What to work on =>
Pick out each line in the material below that contains the word "shadow", and copy those lines.

Extracted information =>
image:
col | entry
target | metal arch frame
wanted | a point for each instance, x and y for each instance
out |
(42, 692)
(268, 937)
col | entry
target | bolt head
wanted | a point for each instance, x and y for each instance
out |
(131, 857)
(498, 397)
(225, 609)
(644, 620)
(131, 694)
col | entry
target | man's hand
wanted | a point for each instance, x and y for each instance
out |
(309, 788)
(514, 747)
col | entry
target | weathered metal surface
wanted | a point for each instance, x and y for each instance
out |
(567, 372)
* * *
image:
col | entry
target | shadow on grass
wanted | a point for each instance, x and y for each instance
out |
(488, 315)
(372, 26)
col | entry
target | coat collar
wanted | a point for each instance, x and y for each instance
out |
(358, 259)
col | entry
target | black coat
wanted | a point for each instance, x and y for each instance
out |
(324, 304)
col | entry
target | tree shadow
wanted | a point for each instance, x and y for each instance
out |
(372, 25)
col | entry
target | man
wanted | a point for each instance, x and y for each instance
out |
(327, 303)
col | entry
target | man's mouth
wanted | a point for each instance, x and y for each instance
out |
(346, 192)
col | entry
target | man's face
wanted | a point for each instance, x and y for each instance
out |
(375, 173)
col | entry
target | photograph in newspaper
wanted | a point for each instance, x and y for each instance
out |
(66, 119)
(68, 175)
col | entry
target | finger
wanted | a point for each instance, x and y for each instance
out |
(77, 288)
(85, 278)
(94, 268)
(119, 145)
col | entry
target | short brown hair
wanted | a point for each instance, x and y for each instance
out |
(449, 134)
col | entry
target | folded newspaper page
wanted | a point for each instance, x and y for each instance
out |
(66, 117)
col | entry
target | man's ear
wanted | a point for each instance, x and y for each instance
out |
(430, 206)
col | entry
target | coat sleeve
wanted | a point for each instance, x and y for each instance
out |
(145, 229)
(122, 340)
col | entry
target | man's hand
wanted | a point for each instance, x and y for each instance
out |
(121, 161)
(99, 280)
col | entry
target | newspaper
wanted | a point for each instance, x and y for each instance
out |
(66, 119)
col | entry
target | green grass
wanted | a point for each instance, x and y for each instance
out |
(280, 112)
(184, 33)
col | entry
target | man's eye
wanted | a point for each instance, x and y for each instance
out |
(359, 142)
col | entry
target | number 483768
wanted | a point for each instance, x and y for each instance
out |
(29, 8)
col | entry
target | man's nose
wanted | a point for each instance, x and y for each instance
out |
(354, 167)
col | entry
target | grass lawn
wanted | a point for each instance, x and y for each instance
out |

Complete response =>
target | shadow on grass
target | tree shadow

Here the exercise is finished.